*** TEXT PASSAGE

    2) Aldi has not provided free packing bags for a long time, that’s perfectly true. It has skimped on real estate with some of its’ stores though, so parking can be a fraught, cramped process. It also charges credit card “fees” and uses a particularly obnoxious marketing technique wherein advertised “specials” (which may or may not be of value) are deliberately so limited in supply that mildly genteel scrums occur in the quite narrow aisles … better than the store incurring costs for miscalculated overstocking though, one supposes. All up, an alternative with quite a few thorns.

    But such is life in enforced greeniness. It is all I expected it to be.

    • Lo says:

      Our local Aldi has great parking, more than generous turning room and milk that is too sweet for my taste. The genteel scrums are often because the local fellows are buying the routers and selling them for a profit online, or perhaps they (each) really need fifteen of them. The credit card fee is 0.05 or something and they are welcome to it for the difference they’ve made to the local Coles and Woolworths.
******
**WHAT TO DO:**
A) In the comments about Aldi, what does Lo say about the milk at the local Aldi?
B) Carry on the comments about Aldi from the point where they stop, in the same voice.
The lines below have nothing to do with the text above.
*** DATASET CONTENT
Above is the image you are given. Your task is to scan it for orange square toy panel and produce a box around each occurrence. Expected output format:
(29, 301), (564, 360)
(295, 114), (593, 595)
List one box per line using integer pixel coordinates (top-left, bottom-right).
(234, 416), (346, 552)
******
**YOUR RESPONSES:**
A) It is too sweet for Lo's taste.

B)
      Good wine, good cheese, great bacon, awful tomato soup. There are thorns everywhere, especially in grocery shopping land.

  • gary@feraltek.com.au says:

    Boost your anti-bacterial resilience. My shopping bags are also used for wet mangrove-muddy dive boots after a kayak paddle.

  • Keith Kennelly says:

    I’m doing what my mum did.

    I’m wrapping my scraps, rubbish and junk in newspaper.
    But damn Murdoch and his bloody tabloids.

    Mum had broadsheets.

  • Keith Kennelly says:

    String and linen bags wash easily.

  • rathbeg says:

    I wonder when the checkout staff will realise they are being subjected to danger of infection when they are
    having to handle these reused bags that could have been used for heaven knows what purposes.
    The bags may look clean, that does not equate to disease free.

  • contact@overboots.com.au says:

    In Australia we have a fairly disciplined rubbish disposal process where plastic bags end up in the landfill. Can anyone therefore explain how plastic bags end up in the Australian ocean? Answer is they don’t.

  • 10416 says:

    When I asked for a bag at the Ayres Rock Resort supermarket, I will never forget being lectured by a suitably trained check out person of the damage these plastic bags do in the ocean. Although I could purchase one for $0.15.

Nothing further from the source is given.